* Prompt *
Which lines of the records contain "each"? Collect every one of them.

* Natural-language object grounding data *
——

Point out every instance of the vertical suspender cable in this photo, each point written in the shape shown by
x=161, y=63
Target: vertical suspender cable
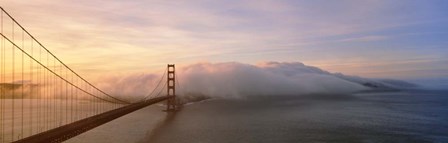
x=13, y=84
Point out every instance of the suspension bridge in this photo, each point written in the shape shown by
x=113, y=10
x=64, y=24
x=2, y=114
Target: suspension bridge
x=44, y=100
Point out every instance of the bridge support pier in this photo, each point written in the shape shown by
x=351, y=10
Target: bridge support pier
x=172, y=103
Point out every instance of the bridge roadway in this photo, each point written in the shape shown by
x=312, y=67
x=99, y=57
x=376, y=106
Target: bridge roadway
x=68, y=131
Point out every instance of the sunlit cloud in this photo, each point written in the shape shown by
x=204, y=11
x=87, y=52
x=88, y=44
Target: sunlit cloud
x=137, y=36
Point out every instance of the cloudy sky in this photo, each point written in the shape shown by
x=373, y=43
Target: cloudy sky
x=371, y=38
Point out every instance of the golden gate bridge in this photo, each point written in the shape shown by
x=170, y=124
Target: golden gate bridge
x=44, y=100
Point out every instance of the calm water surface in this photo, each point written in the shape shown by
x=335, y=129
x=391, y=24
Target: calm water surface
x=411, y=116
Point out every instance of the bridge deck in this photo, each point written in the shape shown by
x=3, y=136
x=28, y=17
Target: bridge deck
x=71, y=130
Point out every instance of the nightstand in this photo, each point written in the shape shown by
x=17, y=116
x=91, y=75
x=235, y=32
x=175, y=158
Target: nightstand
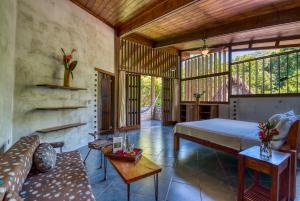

——

* Problem solution *
Point out every instance of the vertical suspender cable in this photo, each point written in the shape shown by
Point out every instance of the suspension bridge in this photo, each point written in the shape shown by
Point out every instance of the bridge support pier in this photo, each point written in the shape shown by
Point out every instance of the bridge roadway in this photo, each point written in the shape shown by
Point out every instance of the sunlit cloud in this photo, each point written in the shape shown by
Point out every instance of the cloudy sky in this photo, each point written in the shape shown by
Point out every instance of the golden gate bridge in this photo, each point written in the shape shown by
Point out every instance of the calm water surface in this photo, each point written in the shape shown by
Point out every instance of the bridge deck in this photo, each point written in the shape shown by
Point out every instance of the nightstand in this photo, each point written in the shape shown by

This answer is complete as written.